# CHALLENGE
Extract all of the entries and give them again, word for word.

# RECORDS FOR THE TASK
========================================

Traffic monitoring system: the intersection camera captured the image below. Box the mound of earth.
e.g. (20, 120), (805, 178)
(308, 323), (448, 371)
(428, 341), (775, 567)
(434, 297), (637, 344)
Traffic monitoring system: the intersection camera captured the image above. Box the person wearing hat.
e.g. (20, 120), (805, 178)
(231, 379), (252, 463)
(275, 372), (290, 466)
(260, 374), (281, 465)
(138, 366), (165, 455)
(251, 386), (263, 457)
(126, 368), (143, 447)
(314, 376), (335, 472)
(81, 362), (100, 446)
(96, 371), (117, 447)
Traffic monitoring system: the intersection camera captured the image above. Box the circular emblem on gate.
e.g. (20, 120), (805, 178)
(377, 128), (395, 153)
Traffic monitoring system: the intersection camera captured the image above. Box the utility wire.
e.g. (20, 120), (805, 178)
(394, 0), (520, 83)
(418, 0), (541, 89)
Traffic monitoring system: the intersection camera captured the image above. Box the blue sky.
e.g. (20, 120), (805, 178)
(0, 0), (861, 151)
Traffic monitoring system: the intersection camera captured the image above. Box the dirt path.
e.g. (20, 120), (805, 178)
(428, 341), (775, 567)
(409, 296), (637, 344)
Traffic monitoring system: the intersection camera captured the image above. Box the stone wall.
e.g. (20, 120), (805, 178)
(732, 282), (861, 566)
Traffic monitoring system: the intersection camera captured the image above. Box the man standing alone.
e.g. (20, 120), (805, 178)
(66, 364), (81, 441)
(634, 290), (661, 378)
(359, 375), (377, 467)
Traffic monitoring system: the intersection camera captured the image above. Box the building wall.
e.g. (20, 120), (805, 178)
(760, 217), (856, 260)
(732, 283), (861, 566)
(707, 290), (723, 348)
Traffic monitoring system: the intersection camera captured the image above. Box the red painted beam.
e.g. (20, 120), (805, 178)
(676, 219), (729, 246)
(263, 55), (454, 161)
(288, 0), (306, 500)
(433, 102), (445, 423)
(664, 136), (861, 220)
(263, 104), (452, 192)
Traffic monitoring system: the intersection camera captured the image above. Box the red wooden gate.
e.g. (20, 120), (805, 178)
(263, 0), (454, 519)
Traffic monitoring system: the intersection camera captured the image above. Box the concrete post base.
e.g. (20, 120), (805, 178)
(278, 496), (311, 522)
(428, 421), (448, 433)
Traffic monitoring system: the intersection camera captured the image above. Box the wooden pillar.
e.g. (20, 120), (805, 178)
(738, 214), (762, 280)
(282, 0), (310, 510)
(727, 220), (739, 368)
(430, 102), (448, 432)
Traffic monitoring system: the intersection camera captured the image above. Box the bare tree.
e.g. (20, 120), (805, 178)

========================================

# RESPONSE TO THE EXERCISE
Traffic monitoring system: the intersection camera captured the image below. Box the mound of earth.
e.g. (20, 120), (805, 178)
(308, 323), (448, 371)
(428, 341), (775, 567)
(434, 297), (637, 344)
Traffic monitoring system: the intersection camera captured the image above. Box the person wearing hat.
e.g. (20, 120), (805, 178)
(231, 379), (252, 463)
(275, 372), (290, 466)
(260, 374), (281, 465)
(138, 366), (165, 455)
(251, 386), (263, 457)
(126, 368), (143, 447)
(314, 376), (335, 472)
(81, 362), (100, 446)
(96, 371), (117, 447)
Traffic monitoring system: the intersection camera captured the image above. Box the circular emblem on gate.
e.g. (20, 120), (805, 178)
(377, 128), (395, 153)
Traffic monitoring system: the intersection camera captured the image above. Box the utility wire.
e.g. (20, 120), (805, 178)
(394, 0), (520, 83)
(418, 0), (541, 89)
Traffic monitoring system: the intersection camera captured the image above. Box the blue sky.
e.g. (20, 120), (805, 178)
(0, 0), (861, 151)
Traffic monitoring system: the intersection camera captured the image above. Box the dirt path.
e.g. (20, 120), (805, 178)
(428, 341), (775, 567)
(409, 296), (637, 344)
Traffic monitoring system: the intersection camera captured the image above. Box the stone wall.
e.g. (20, 120), (805, 178)
(732, 282), (861, 566)
Traffic monitoring system: the intersection camera captured the image above. Box the man standing alone.
e.g. (20, 120), (805, 178)
(66, 364), (81, 441)
(634, 290), (661, 378)
(359, 375), (377, 467)
Traffic monitoring system: the intersection camera captured the image above. Box the building wall.
e.g. (20, 120), (805, 178)
(760, 217), (856, 260)
(732, 283), (861, 566)
(707, 290), (723, 348)
Traffic monitoring system: the intersection camera captured the image above. Box the red painted beam.
e.g. (20, 120), (805, 178)
(676, 219), (729, 246)
(263, 55), (454, 161)
(288, 0), (306, 500)
(433, 102), (445, 423)
(664, 136), (861, 220)
(263, 104), (452, 192)
Traffic monitoring system: the intersection camera captured the image above. Box the red wooden gate.
e.g. (20, 120), (805, 178)
(263, 0), (454, 519)
Traffic monitoring system: the intersection camera captured the image above. Box the concrete post base.
e.g. (20, 120), (805, 178)
(278, 496), (311, 522)
(428, 421), (448, 433)
Traffic monitoring system: the intersection camera captured the image above. Box the wooden pillar.
e.g. (20, 120), (805, 178)
(738, 214), (762, 280)
(282, 0), (310, 510)
(727, 220), (739, 368)
(430, 102), (448, 432)
Traffic monitoring system: the intersection camera captured the image above. Box the bare tree.
e.g. (20, 120), (805, 178)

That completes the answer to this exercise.